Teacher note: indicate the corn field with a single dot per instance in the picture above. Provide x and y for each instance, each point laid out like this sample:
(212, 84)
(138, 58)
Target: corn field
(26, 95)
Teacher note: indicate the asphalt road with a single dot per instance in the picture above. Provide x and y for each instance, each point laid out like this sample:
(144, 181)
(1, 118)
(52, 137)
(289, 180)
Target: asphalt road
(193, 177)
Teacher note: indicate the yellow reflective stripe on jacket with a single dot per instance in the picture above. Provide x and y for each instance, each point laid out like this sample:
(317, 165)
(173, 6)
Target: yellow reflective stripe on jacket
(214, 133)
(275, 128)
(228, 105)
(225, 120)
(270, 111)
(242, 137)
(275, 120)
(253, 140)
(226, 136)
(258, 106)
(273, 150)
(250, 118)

EXERCISE PROMPT
Your task is to reproduce all of the records exactly.

ANSWER
Teacher note: indicate the corn field with a single dot per instance in the picture above. Provide x and y for each instance, each point laid out like this sample:
(212, 84)
(138, 58)
Target: corn field
(26, 95)
Teacher note: indicate the asphalt road with a single dot per instance in the picture above. Provide x and y for each instance, each point laid out like this sample:
(144, 181)
(1, 118)
(52, 137)
(289, 180)
Target: asphalt road
(193, 177)
Teacher note: indicate the yellow reflective stripe on jacket with a single dot per instance in the picture above. Provide x and y for each instance, each point laid out like this sample:
(317, 165)
(173, 6)
Target: yellow reflective stripe on jacket
(214, 133)
(275, 128)
(228, 105)
(225, 120)
(270, 111)
(242, 137)
(275, 120)
(253, 140)
(226, 136)
(258, 106)
(273, 150)
(250, 118)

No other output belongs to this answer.